— begin —
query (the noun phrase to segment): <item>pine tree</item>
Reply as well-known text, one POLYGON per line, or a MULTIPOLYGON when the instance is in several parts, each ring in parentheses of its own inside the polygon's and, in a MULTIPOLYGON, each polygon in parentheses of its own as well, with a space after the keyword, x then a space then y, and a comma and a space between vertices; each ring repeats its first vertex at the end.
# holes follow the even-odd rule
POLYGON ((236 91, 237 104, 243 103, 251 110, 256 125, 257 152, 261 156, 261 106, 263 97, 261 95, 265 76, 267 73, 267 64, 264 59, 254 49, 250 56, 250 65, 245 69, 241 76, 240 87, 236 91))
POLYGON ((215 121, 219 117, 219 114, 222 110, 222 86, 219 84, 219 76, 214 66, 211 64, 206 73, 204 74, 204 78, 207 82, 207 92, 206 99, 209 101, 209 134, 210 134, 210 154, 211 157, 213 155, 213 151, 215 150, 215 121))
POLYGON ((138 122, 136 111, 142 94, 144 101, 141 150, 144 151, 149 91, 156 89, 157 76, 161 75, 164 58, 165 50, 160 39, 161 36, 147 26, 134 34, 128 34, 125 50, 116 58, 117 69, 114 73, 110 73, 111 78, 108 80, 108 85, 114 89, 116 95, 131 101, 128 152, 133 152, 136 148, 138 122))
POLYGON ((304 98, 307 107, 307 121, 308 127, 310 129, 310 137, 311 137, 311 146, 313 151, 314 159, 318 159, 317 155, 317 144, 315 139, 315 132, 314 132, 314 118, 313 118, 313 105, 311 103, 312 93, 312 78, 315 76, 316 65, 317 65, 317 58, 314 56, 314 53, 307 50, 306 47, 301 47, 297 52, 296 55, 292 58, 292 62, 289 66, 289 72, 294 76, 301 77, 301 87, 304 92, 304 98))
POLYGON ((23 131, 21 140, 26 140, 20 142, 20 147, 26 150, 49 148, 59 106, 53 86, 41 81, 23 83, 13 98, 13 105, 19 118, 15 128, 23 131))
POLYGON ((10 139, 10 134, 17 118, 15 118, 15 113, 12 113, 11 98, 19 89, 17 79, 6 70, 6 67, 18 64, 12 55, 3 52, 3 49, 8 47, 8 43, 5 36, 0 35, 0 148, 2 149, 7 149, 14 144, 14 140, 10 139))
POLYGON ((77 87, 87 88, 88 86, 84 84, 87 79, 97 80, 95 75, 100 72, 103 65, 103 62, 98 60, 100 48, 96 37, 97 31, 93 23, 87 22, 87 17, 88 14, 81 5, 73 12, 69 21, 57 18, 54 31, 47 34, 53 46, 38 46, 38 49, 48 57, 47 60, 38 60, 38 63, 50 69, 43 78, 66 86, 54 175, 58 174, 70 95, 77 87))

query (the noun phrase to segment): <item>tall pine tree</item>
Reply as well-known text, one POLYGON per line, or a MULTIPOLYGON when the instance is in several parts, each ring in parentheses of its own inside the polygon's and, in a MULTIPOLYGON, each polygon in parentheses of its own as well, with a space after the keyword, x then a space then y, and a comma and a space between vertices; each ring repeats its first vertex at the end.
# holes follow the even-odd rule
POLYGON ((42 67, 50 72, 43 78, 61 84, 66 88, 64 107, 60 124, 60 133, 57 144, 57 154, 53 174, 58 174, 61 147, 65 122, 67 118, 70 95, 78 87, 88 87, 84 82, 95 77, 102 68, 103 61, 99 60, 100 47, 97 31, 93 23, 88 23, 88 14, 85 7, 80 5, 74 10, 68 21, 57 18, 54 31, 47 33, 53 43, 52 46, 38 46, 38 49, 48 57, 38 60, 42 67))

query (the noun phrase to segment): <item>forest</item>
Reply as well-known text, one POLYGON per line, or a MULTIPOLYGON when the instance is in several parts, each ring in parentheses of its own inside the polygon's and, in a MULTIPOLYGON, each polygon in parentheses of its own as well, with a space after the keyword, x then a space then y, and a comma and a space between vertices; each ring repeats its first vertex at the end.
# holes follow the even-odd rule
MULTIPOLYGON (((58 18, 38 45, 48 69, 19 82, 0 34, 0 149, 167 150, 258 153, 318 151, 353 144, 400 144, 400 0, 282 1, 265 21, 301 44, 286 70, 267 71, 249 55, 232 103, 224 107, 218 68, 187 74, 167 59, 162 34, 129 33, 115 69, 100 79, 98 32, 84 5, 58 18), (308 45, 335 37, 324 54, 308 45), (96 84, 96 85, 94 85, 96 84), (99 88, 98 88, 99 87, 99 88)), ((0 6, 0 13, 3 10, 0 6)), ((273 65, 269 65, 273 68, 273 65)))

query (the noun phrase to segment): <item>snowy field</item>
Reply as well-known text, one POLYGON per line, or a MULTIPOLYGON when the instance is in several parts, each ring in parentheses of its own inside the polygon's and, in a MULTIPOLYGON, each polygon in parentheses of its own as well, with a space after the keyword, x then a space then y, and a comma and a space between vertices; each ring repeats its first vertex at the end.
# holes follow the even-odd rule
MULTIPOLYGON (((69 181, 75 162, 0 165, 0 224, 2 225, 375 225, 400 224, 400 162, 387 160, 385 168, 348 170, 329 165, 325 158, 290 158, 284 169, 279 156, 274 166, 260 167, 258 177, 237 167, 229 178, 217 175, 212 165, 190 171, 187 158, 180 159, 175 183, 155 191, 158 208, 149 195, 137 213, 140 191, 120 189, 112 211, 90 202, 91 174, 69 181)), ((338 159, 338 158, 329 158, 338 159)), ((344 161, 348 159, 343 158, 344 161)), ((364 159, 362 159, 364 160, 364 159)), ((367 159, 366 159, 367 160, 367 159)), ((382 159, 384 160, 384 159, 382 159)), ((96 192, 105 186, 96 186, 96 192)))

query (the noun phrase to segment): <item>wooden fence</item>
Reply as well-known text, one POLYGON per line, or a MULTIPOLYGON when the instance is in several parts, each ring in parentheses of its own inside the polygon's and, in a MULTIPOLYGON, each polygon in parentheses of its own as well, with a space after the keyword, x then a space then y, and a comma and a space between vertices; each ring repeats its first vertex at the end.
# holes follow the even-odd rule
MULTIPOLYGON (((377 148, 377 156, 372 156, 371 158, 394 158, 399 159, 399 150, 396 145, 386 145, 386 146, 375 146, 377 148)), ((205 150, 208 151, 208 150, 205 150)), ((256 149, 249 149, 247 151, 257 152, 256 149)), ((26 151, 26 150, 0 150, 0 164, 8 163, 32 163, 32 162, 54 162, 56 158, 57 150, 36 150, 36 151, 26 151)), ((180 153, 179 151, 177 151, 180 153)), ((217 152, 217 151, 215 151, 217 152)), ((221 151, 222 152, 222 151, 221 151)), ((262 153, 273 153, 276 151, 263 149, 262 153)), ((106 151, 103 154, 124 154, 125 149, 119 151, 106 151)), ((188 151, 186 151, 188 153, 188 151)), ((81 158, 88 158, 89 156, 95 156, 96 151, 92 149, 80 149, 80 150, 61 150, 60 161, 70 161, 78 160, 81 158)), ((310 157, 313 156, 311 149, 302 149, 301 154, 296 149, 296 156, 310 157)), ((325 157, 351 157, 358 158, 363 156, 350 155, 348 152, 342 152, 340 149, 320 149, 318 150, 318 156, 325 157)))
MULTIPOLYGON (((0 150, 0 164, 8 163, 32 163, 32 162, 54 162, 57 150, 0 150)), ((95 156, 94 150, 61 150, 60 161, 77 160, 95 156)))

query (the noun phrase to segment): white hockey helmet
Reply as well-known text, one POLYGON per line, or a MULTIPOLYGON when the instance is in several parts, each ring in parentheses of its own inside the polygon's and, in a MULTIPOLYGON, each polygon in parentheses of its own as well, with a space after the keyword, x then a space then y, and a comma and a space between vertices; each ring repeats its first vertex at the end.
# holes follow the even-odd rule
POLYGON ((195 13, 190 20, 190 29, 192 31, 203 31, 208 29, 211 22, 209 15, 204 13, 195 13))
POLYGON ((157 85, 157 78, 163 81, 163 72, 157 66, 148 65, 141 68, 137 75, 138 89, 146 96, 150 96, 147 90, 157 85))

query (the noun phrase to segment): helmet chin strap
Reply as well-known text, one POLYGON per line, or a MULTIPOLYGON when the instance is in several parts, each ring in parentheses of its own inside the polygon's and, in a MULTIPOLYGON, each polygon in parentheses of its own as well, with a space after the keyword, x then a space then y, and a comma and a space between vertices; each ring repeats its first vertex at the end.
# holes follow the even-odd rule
— end —
WHAT YOU WILL DO: Rewrite the lines from the beginning up to and including the line containing "POLYGON ((236 91, 237". Add 34 to every coordinate and leave all other text unchanged.

WRITTEN RESPONSE:
query (the noun phrase to segment): <item>pine tree</item>
Reply as well-known text, one POLYGON per line, or a MULTIPOLYGON when the instance is in several parts, each ring in parentheses of its own inside the polygon's and, in a MULTIPOLYGON, each polygon in parentheses of its own as well, with a space after the keyword, x then a space then y, and a comma and a space between vertices; each ring repeats its first vertex at the end.
# holes follow the even-odd rule
POLYGON ((270 125, 271 138, 277 137, 285 144, 290 159, 291 186, 295 190, 295 140, 297 131, 295 129, 299 110, 301 107, 301 98, 298 93, 288 83, 284 90, 284 99, 279 103, 275 110, 274 121, 270 125))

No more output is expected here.